▸ **Brief**
Translate this sentence from the text on Circle's SPAC merger into Spanish: "Circle and Concord now have until Dec. 8 to complete the merger, with the potential to extend that date to Jan. 31, 2023."

start Text shown

Jeremy Allaire, Circle’s co-founder and CEO, said on Wednesday that he had initially thought a merger with Concord (ticker: CND), a special-purpose acquisition company, would take six to eight months. Circle announced the deal with Concord in July 2021, valuing the fintech at $4.5 billion.


Ten months later, the SPAC merger is still awaiting regulatory approval at the SEC. In the meantime, Circle agreed to revised Concord that boosted the fintech’s enterprise value to $9 billion.

Circle and Concord now have until Dec. 8 to complete the merger, with the potential to extend that date to Jan. 31, 2023.

If the deal falls apart, it would hardly be the only one dying in this market. The number of busted de-SPACs–where a blank-check company agrees to a merger with a business but then terminates the deal–has increased this year to about 20, according to data from SPAC Research. This is up from 19 terminated deals in all of 2021.

end Text shown
start Entries shown

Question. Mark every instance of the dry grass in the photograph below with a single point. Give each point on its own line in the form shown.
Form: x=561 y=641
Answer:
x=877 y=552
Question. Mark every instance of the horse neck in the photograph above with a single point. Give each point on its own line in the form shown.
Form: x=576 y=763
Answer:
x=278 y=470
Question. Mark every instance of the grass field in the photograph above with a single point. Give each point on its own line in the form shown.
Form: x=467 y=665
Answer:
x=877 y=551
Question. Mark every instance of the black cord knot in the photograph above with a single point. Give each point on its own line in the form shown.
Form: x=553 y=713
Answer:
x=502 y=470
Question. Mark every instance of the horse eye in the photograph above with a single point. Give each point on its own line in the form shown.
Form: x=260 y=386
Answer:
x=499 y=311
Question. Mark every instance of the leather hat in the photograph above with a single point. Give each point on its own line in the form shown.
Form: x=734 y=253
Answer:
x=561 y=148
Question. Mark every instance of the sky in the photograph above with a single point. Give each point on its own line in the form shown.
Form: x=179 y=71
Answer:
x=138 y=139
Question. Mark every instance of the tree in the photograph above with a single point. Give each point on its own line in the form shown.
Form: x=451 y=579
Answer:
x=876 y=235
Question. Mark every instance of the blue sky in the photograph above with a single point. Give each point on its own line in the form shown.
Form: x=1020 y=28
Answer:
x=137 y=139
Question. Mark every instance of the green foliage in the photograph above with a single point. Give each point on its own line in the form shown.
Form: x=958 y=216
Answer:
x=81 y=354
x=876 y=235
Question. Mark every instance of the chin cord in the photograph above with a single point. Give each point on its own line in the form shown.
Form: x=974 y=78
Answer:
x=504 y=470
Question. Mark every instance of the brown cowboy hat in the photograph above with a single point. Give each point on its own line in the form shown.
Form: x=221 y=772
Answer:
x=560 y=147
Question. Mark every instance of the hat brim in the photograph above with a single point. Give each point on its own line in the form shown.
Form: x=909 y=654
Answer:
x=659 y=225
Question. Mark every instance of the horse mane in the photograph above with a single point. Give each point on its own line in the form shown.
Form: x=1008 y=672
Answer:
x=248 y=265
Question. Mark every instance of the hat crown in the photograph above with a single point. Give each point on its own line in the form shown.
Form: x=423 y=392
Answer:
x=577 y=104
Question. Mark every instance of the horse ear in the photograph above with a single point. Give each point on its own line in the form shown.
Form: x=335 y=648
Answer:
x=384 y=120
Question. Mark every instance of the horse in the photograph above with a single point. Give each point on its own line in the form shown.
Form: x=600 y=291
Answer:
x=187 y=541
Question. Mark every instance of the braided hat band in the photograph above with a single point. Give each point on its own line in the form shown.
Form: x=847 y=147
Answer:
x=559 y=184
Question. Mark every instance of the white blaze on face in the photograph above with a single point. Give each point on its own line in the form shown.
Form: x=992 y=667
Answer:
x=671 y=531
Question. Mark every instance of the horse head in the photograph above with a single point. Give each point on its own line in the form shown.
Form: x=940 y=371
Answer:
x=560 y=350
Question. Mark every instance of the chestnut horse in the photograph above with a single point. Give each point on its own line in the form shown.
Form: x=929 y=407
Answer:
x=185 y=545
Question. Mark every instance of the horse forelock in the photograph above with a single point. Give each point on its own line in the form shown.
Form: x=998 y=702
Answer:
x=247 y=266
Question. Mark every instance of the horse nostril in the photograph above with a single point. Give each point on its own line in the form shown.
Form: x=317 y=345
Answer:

end Entries shown

▸ **Answer below**
Circle y Concord tienen ahora hasta el 8 de diciembre para completar la fusión, con la posibilidad de prorrogar esa fecha hasta el 31 de enero de 2023.